### Task requirements:
Render the entries from the first line down through the line containing "[[129, 99], [160, 174], [217, 105]]" as a Markdown table with the columns Row and Text: one numbered row per line, skipping blank lines and leaving out the pictures.

### Dataset extract:
= = =
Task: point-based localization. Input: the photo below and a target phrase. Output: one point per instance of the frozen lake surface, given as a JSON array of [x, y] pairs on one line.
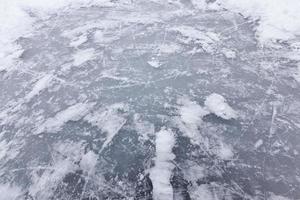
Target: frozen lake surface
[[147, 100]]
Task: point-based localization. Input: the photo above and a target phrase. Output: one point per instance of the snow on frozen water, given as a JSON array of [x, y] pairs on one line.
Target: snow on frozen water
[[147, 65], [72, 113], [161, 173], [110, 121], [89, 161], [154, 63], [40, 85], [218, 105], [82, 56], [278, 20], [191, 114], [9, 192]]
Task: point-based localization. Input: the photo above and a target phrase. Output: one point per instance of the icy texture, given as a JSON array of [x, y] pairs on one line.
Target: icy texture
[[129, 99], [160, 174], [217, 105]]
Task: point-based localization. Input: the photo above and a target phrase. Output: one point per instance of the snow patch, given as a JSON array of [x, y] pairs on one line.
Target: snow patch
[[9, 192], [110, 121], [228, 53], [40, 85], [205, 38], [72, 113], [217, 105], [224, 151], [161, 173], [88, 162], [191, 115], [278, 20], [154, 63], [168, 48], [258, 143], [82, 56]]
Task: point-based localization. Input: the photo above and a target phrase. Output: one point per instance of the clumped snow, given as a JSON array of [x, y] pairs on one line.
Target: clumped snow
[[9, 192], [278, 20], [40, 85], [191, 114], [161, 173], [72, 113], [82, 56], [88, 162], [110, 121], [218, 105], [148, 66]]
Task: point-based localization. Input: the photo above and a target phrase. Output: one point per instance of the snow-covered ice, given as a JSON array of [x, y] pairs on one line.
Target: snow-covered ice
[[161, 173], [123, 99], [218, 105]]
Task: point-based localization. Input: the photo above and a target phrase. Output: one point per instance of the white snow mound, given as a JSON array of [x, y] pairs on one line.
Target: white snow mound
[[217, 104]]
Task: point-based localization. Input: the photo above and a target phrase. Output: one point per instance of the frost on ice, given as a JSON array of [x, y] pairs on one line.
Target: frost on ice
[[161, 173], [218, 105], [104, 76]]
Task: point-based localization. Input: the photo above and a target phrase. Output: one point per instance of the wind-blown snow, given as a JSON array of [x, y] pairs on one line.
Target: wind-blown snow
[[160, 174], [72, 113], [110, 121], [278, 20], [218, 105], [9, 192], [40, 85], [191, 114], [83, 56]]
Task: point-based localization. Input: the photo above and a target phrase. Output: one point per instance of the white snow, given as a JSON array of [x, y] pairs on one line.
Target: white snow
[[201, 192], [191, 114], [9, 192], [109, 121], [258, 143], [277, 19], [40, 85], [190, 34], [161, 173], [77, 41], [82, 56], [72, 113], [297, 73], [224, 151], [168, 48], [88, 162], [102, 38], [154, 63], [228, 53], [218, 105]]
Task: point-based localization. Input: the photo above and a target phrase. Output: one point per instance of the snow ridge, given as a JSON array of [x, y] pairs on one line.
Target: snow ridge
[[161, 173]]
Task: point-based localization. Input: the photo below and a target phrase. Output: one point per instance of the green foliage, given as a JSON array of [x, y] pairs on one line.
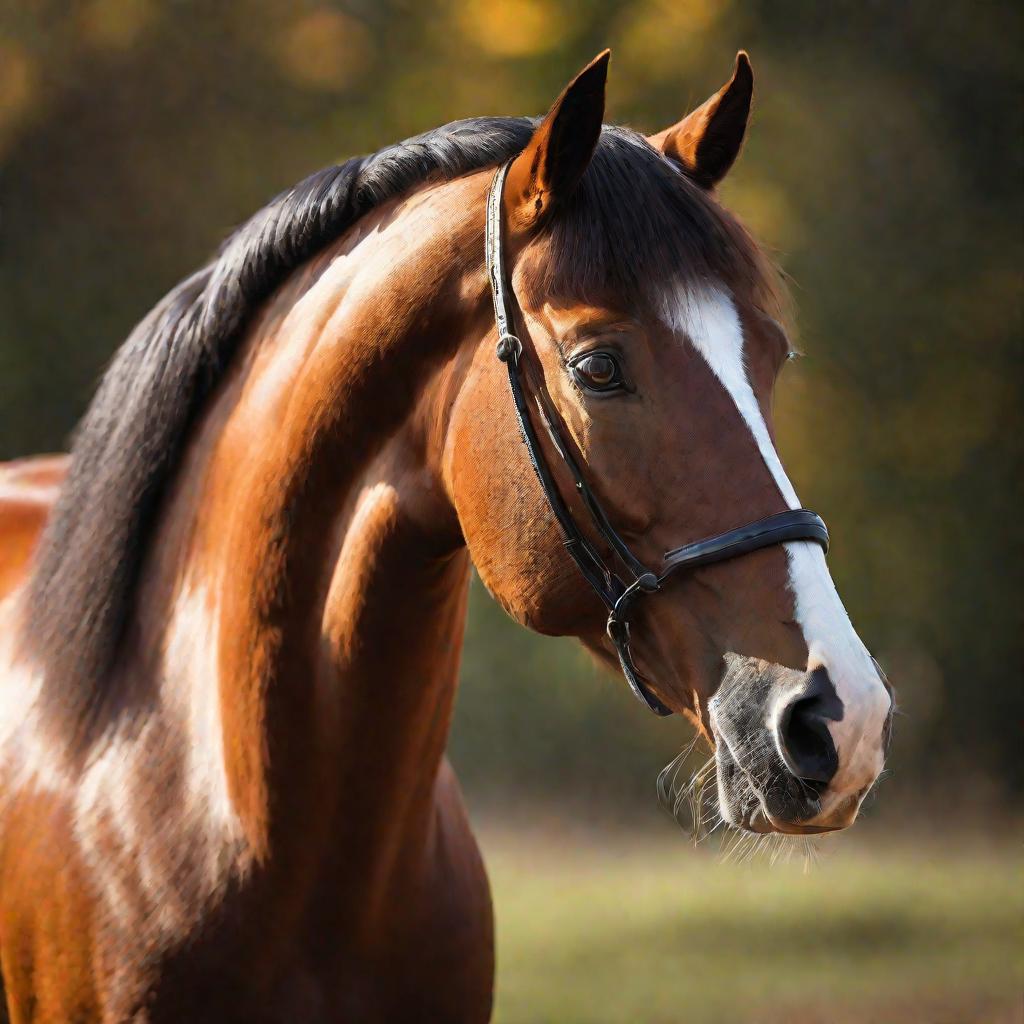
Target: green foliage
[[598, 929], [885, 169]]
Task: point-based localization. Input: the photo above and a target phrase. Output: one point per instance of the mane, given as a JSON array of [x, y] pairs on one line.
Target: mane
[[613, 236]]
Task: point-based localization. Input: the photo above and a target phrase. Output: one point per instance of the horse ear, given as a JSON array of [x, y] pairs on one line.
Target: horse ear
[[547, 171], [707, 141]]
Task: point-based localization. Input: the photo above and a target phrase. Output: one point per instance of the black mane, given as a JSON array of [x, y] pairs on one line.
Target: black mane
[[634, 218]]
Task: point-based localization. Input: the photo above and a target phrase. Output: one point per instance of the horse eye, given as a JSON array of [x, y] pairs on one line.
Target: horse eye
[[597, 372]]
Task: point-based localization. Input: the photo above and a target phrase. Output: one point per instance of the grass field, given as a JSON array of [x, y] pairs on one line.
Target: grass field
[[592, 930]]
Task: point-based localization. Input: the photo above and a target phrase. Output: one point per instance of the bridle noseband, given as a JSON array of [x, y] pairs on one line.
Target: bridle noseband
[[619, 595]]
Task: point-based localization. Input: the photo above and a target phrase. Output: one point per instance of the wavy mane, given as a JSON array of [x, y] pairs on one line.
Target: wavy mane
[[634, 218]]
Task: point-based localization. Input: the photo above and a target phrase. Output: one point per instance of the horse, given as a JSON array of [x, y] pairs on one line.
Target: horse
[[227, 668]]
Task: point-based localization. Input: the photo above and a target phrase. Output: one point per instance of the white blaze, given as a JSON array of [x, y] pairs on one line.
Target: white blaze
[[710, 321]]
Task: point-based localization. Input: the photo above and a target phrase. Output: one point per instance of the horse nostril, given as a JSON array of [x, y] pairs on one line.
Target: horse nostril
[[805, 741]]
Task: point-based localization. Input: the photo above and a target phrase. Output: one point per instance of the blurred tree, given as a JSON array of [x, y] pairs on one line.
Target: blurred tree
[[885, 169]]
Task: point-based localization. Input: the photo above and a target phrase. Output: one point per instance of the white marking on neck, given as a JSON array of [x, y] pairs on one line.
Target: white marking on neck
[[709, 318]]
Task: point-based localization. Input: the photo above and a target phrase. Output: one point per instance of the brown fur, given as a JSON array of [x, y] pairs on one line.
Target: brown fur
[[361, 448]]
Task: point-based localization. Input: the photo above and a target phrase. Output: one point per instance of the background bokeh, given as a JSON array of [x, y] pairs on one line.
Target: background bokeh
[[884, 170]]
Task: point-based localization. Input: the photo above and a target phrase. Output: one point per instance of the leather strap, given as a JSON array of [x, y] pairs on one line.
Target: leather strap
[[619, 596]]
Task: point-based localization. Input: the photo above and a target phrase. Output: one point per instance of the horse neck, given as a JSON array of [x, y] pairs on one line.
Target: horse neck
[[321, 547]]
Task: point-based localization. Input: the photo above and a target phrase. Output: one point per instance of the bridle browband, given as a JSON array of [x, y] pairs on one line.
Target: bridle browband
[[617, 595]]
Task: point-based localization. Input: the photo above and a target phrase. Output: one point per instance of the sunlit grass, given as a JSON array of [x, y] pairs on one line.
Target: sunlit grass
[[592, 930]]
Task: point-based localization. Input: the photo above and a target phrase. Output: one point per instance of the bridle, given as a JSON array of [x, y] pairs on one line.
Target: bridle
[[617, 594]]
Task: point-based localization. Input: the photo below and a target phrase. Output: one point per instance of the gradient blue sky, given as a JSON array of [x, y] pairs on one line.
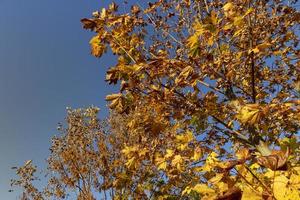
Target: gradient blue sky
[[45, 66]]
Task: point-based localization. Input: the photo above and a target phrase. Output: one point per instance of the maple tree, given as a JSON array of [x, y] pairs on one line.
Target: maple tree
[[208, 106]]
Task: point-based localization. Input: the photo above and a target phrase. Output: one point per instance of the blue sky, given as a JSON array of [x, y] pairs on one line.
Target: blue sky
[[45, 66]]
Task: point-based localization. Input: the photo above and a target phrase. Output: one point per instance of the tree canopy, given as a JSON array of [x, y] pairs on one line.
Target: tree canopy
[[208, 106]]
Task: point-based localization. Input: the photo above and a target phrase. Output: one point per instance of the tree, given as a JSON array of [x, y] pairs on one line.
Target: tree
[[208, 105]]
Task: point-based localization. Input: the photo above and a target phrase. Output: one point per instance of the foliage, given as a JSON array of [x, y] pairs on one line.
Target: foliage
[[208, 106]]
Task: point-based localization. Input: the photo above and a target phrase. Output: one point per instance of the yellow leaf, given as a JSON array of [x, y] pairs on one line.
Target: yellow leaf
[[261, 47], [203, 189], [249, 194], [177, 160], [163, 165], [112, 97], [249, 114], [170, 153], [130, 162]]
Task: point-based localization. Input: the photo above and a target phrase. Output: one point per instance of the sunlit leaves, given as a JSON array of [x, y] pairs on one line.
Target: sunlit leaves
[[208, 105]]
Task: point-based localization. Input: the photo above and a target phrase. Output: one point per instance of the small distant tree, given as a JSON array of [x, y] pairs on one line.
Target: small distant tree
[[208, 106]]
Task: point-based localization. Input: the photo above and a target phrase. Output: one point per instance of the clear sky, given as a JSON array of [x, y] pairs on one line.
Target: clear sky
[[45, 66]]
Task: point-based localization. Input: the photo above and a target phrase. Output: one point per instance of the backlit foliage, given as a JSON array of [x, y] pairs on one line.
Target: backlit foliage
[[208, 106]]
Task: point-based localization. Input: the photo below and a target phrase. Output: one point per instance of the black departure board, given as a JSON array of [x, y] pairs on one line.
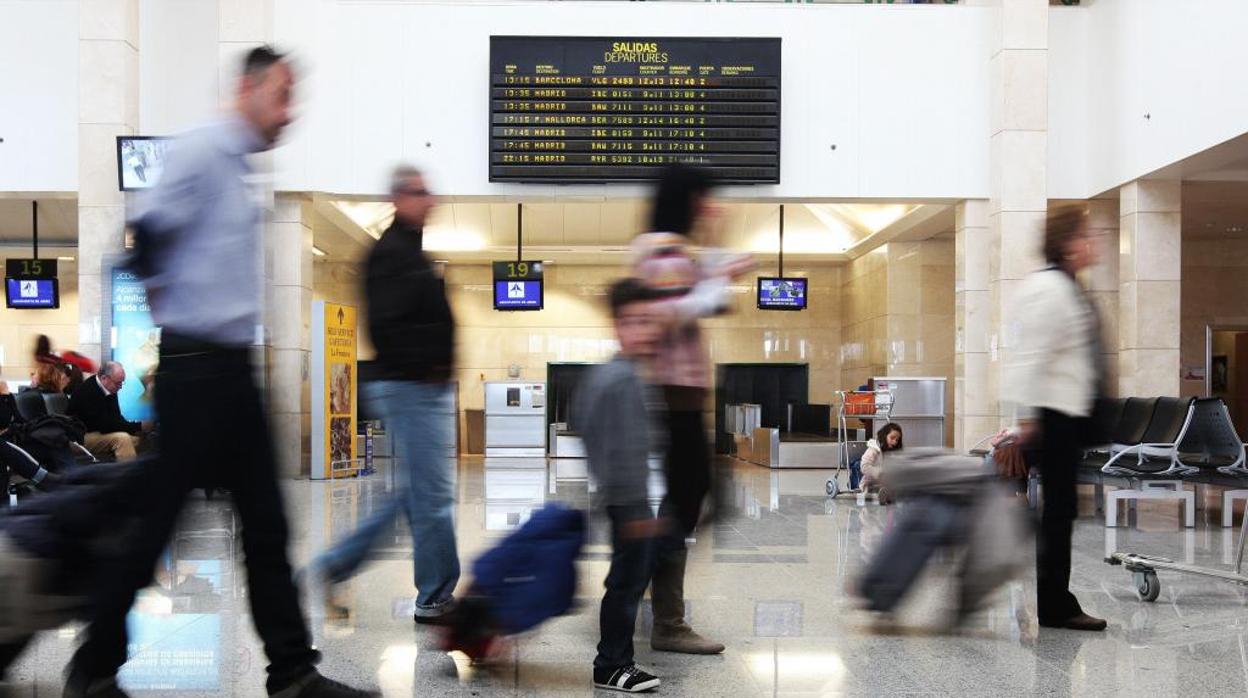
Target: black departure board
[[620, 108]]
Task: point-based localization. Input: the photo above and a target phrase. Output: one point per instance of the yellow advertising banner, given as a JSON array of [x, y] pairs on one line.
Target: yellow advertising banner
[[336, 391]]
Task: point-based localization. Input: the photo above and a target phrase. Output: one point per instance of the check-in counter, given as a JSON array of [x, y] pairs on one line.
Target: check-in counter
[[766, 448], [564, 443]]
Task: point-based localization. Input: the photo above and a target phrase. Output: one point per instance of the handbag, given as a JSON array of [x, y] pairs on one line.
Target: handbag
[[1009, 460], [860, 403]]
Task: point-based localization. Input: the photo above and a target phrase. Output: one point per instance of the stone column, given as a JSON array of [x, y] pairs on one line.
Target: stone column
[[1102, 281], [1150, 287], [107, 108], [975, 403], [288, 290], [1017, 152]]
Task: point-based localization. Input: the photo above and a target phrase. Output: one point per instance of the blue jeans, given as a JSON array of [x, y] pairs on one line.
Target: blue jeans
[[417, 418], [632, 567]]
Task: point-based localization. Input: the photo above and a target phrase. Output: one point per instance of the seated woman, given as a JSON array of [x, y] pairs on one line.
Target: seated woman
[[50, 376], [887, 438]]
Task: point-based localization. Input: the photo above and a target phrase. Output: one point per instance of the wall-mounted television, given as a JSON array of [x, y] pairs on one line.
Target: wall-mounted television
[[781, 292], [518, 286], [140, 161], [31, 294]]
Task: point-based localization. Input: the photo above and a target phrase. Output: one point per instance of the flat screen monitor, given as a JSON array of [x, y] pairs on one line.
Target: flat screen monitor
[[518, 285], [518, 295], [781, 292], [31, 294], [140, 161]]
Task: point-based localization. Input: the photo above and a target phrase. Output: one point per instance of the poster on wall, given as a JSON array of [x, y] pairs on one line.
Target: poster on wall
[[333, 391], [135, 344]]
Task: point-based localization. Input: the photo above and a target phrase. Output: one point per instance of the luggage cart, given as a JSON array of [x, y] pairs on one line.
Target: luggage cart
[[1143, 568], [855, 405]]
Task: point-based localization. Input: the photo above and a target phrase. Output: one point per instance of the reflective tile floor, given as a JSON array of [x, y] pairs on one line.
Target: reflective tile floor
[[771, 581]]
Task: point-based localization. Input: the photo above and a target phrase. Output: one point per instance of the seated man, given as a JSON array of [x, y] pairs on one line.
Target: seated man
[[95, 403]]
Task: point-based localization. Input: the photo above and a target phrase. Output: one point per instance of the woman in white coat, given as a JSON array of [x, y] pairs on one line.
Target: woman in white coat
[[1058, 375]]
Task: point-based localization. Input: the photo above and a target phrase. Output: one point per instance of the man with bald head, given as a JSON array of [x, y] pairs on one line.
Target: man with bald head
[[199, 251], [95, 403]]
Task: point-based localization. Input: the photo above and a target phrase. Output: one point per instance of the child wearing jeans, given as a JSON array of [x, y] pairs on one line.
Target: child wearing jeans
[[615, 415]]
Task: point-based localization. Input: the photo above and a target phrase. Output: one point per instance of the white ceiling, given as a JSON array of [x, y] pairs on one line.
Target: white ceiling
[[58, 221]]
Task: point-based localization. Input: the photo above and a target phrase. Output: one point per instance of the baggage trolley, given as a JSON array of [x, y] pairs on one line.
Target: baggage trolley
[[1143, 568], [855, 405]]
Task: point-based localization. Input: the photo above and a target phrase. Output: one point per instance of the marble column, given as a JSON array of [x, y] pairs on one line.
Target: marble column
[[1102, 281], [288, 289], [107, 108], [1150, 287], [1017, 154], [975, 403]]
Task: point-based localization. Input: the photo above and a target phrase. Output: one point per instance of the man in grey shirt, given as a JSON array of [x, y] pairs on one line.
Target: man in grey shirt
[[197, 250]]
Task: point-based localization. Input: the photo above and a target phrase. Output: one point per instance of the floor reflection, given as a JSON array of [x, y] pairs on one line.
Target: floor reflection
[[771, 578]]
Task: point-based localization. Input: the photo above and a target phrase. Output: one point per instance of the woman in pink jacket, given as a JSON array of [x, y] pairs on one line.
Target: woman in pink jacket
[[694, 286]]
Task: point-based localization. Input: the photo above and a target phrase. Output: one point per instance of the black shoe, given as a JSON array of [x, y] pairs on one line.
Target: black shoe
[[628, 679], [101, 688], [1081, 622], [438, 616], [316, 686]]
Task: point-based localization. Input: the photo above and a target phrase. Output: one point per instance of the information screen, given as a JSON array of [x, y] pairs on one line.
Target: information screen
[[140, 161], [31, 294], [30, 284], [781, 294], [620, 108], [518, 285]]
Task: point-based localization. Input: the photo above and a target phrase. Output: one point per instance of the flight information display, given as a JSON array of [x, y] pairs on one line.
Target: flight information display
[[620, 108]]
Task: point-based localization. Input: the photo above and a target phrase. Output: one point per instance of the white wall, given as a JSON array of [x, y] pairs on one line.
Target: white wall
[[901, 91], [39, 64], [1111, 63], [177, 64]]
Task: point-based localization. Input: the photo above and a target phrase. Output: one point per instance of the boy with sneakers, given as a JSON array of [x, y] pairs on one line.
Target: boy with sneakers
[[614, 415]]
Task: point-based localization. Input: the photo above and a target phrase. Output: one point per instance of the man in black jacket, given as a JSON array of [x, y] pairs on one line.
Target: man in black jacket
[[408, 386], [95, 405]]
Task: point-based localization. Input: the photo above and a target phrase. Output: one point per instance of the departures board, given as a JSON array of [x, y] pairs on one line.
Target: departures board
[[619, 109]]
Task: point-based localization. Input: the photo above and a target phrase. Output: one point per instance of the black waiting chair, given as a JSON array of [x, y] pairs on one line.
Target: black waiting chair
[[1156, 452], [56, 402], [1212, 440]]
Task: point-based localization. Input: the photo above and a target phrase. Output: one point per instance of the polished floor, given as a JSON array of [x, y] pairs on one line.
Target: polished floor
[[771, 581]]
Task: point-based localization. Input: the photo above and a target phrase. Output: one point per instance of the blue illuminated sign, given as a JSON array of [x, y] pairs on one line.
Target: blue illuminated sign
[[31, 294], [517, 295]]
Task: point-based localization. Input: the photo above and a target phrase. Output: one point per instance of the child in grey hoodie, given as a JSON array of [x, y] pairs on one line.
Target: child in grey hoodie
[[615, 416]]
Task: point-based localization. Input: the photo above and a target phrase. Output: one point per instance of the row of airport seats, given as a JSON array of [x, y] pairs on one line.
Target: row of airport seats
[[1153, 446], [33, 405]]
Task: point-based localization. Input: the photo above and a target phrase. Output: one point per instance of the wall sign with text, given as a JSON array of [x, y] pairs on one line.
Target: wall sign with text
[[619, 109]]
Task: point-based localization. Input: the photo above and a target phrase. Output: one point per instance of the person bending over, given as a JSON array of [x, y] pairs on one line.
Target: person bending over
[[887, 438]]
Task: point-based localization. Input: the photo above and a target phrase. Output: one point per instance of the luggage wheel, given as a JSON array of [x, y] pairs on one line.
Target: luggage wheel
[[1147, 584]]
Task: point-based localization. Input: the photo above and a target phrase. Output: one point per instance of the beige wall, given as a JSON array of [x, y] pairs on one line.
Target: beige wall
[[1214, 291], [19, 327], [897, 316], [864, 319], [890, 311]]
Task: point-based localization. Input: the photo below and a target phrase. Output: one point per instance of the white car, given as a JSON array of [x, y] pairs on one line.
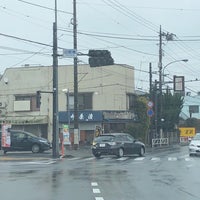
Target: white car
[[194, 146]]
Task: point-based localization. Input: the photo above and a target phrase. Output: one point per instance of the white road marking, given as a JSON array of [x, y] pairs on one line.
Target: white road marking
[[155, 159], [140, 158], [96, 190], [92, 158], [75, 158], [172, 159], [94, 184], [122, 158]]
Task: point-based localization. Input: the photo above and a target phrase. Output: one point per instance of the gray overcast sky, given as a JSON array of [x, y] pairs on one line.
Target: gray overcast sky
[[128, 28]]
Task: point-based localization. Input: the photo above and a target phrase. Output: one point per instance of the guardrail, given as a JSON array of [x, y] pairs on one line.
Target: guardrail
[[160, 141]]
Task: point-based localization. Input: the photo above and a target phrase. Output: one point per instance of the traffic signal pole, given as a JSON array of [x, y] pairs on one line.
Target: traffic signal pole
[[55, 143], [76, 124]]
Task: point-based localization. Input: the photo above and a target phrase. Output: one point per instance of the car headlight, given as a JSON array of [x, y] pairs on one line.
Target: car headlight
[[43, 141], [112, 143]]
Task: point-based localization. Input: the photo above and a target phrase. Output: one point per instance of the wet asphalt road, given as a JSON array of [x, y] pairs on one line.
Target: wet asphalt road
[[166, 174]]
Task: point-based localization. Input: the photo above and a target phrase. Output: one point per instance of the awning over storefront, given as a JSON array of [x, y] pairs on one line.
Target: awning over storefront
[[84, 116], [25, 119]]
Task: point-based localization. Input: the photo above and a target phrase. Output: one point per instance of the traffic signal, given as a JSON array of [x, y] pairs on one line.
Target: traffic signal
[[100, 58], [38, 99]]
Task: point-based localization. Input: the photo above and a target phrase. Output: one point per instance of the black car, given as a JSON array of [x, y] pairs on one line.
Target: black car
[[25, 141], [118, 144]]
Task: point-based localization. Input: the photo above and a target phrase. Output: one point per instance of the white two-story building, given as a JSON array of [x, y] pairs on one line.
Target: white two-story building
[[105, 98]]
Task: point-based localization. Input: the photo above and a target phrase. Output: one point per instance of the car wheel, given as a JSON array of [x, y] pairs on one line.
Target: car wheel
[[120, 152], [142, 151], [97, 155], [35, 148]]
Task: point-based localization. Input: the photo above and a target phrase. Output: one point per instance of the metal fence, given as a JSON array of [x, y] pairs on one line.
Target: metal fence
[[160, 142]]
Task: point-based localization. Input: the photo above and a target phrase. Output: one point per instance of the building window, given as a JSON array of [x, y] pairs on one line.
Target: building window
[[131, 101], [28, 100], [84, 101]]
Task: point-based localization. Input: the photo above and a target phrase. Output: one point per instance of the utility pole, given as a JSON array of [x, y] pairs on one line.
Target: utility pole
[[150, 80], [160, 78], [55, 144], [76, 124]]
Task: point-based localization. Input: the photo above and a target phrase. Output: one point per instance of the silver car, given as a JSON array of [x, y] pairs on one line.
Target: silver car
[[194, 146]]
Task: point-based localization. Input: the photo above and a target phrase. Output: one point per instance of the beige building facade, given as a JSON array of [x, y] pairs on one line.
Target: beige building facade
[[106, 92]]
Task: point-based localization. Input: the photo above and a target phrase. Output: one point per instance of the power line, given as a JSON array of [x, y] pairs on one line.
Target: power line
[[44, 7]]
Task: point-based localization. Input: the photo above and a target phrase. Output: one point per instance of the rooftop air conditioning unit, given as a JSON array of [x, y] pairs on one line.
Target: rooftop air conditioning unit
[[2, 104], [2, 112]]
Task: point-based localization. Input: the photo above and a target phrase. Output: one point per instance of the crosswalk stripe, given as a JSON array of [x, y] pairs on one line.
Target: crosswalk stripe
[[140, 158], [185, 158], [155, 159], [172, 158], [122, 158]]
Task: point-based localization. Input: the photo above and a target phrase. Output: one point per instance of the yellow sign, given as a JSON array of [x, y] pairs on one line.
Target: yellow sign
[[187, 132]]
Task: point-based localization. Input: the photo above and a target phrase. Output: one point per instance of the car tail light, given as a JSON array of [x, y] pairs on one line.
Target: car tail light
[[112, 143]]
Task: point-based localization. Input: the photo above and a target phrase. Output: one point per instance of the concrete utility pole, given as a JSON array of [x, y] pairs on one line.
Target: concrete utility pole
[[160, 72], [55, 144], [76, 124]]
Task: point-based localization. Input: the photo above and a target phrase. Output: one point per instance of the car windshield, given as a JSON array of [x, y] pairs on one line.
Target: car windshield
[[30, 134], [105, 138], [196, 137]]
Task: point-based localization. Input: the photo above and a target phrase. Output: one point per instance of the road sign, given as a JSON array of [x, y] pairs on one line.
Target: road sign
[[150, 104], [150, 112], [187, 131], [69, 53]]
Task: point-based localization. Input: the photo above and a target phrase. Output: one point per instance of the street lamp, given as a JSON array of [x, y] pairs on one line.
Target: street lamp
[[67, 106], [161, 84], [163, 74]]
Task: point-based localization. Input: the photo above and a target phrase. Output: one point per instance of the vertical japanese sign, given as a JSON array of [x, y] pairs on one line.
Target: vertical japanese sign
= = =
### Exercise output:
| Row | Text |
|---|---|
| 1 | Task: point-based localization. Input: the photo below and a target phrase. Output: one point per instance of the frozen lake surface, given as a JSON array of [x, y] pairs on one line. |
| 2 | Target: frozen lake surface |
| 3 | [[147, 100]] |
| 4 | Task: point-based localization. Input: the photo above and a target phrase. Output: one point per instance of the snow on frozen water, given as a JSON array of [x, y] pairs on one line. |
| 5 | Target: snow on frozen water |
| 6 | [[147, 65], [72, 113], [161, 173], [110, 121], [89, 161], [154, 63], [40, 85], [218, 105], [82, 56], [278, 20], [191, 114], [9, 192]] |
| 7 | Task: point-based localization. Input: the photo above and a target phrase. Output: one point per instance of the icy texture, given as a JSON array of [x, y] pairs on one line. |
| 8 | Target: icy texture |
| 9 | [[129, 99], [160, 174], [217, 105]] |